- QUESTIONS -
- a) Decide whether each statement agrees with the interview excerpt. Answer yes or no for each and quote the words that decide it.
(i) Hans arrived on August 1.
(ii) All 17 institutions made it through fall in good shape.
(iii) Vaccination clinics were set up on every campus, including the smallest ones.
- b) Retype the passage of the interview excerpt that begins at the words "Now, you asked" and stops after "with less debt?".

++++ EXTRACT TO READ

Shannon Watkins of the Martin Center shares her recent interview with UNC System President Peter Hans.

1. To start off, what are your biggest goals for the system after COVID-19?

First, it will be eight months for me at the end of this month, and it has been emergency management mode. I arrived on August 1, students [were] already coming back to campus that week. We inherited plans that were in place that, in some cases, were insufficient with our larger campuses. There’s been a lot of work to improvise and adapt and overcome, if you will, which I think we have largely done—not perfectly by any means—but largely, through more testing, better health and safety protocols, coordination of campus responses, [we] kept our campus communities healthy in the process.

[We] continued graduate operations more clearly than the undergraduates in those three large institutions; 14 of our 17 institutions made it through fall in good shape. But the clinical operations, the research operations in many ways, were still open. A lot of the change to online learning I think, long-term, will be beneficial [because] it moved the mindset of faculty to embrace technology. We’ve got points that we need to iron out in terms of quality assurance in that delivery method. But I’m trying to look at the silver lining of that.

Now, you asked “post-COVID,” I would love to tell you we’re just completely done, but we’ve been in the process of standing up these vaccination clinics on almost all of our campuses, except the very smallest ones where we’ve partnered with local health care providers. We felt like this was incredibly important for us to resume operations, to be able to vaccinate members of the campus community, as well as people beyond that, as a public service.

We’ve actually found a great example at UNC-Pembroke, where people in Robeson County are more willing to trust a mobile vaccine clinic from UNC-Pembroke than [someone] coming in from the state to deliver it. But I can’t wait for the day when we are clearly just past this and I can focus on: how do more North Carolinians earn high-quality degrees with less debt?

++++++++
++++ EXERCISE DATA

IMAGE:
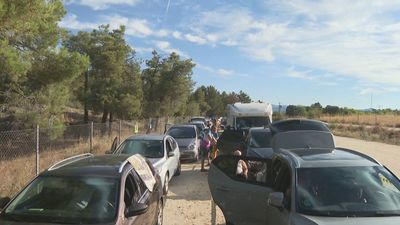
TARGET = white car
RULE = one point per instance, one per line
(161, 150)
(188, 140)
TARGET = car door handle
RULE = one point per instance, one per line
(224, 189)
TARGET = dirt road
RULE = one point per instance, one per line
(189, 200)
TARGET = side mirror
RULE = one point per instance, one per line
(4, 202)
(114, 145)
(275, 199)
(137, 209)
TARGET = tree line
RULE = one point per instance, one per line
(44, 68)
(316, 110)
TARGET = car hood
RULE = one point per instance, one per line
(321, 220)
(156, 162)
(184, 142)
(265, 153)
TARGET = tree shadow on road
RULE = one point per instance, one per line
(191, 185)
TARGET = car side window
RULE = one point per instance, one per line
(168, 145)
(173, 143)
(140, 184)
(131, 191)
(245, 169)
(282, 181)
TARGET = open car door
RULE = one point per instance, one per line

++++++++

- ANSWERS TO THE PROBLEMS -
- a)
(i) Yes: "I arrived on August 1"
(ii) No: "14 of our 17 institutions made it through fall in good shape"
(iii) No: "except the very smallest ones where we’ve partnered with local health care providers"

- b)
Now, you asked “post-COVID,” I would love to tell you we’re just completely done, but we’ve been in the process of standing up these vaccination clinics on almost all of our campuses, except the very smallest ones where we’ve partnered with local health care providers. We felt like this was incredibly important for us to resume operations, to be able to vaccinate members of the campus community, as well as people beyond that, as a public service.

We’ve actually found a great example at UNC-Pembroke, where people in Robeson County are more willing to trust a mobile vaccine clinic from UNC-Pembroke than [someone] coming in from the state to deliver it. But I can’t wait for the day when we are clearly just past this and I can focus on: how do more North Carolinians earn high-quality degrees with less debt?